[TASK REQUIREMENTS]
Reproduce exactly the lines below, starting with the line that contains "[mark] wooden log" and ending with the last line of the records, both included, and nothing else.

::::::::::

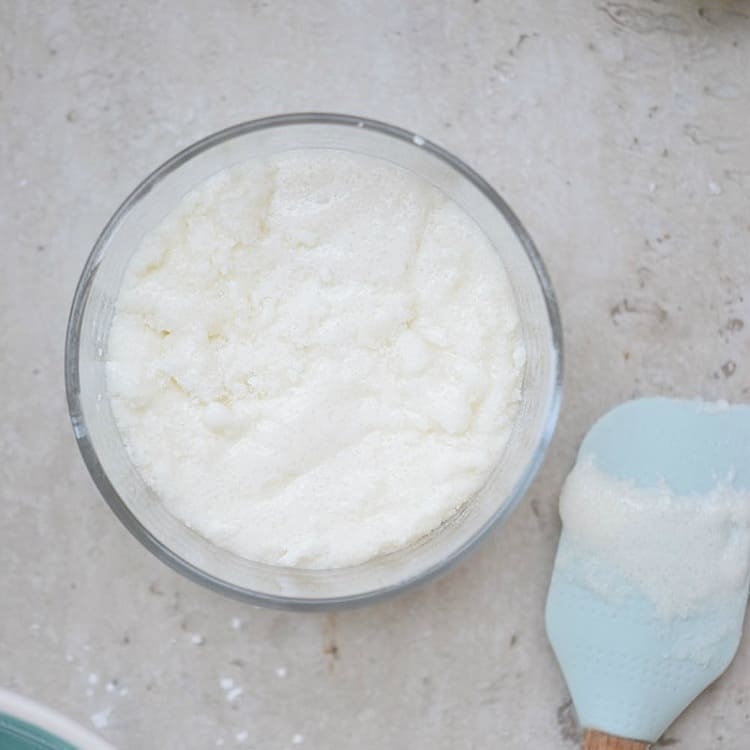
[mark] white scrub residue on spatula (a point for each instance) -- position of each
(650, 585)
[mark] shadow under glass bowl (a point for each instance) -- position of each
(132, 499)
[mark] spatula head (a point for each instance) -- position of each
(630, 670)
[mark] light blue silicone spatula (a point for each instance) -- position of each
(627, 668)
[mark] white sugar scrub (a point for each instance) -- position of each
(687, 554)
(315, 359)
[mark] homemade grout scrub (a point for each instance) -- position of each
(315, 359)
(687, 554)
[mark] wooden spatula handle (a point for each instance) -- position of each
(593, 740)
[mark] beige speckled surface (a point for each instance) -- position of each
(617, 130)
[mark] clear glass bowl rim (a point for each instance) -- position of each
(73, 337)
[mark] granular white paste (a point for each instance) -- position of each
(315, 359)
(686, 554)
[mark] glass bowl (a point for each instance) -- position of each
(136, 505)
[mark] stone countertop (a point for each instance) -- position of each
(619, 133)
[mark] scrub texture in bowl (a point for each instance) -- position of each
(133, 499)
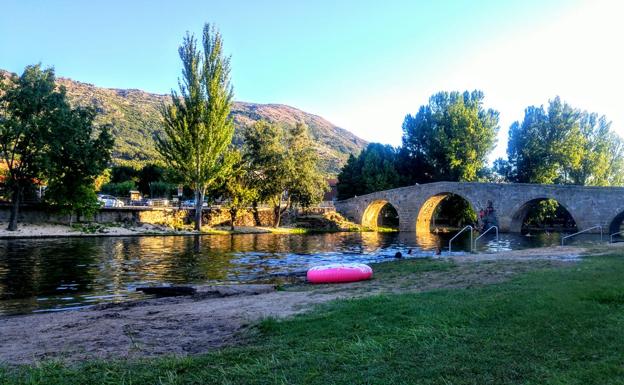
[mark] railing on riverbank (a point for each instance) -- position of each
(613, 235)
(581, 232)
(457, 235)
(474, 248)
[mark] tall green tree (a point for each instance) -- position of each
(264, 152)
(197, 127)
(29, 107)
(43, 138)
(284, 165)
(375, 168)
(238, 187)
(452, 135)
(564, 145)
(307, 184)
(78, 156)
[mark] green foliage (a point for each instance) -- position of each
(76, 159)
(149, 174)
(121, 189)
(564, 145)
(30, 106)
(452, 135)
(375, 169)
(161, 189)
(42, 137)
(284, 166)
(197, 125)
(124, 173)
(238, 188)
(307, 184)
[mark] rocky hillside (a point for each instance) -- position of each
(134, 116)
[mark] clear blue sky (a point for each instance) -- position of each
(361, 64)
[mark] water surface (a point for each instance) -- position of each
(66, 273)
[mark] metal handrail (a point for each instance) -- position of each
(457, 235)
(581, 232)
(485, 232)
(614, 234)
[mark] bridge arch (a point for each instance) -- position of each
(522, 210)
(427, 209)
(371, 218)
(615, 225)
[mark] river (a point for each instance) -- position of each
(54, 274)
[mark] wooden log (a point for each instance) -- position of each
(167, 291)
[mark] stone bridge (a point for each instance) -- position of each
(588, 206)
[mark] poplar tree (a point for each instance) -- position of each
(197, 126)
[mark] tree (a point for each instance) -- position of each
(42, 137)
(307, 184)
(197, 125)
(264, 152)
(564, 145)
(452, 135)
(284, 167)
(375, 169)
(28, 108)
(77, 158)
(238, 187)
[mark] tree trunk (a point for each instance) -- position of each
(256, 213)
(17, 192)
(199, 201)
(233, 212)
(277, 215)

::::::::::

[EXERCISE SOLUTION]
[mark] wooden log (a point for each instance) -- position of each
(167, 291)
[mark] stone bridge (a point for each instance) -- position of each
(588, 206)
[mark] poplar tree (a point for each instance) -- position of each
(197, 126)
[mark] tree (a point for each instance) -- position of each
(42, 137)
(307, 184)
(197, 125)
(264, 152)
(564, 145)
(452, 135)
(284, 167)
(375, 169)
(28, 108)
(77, 158)
(238, 187)
[mark] tree trunk (a point for each instance) -- position of each
(256, 213)
(17, 192)
(199, 201)
(233, 212)
(277, 215)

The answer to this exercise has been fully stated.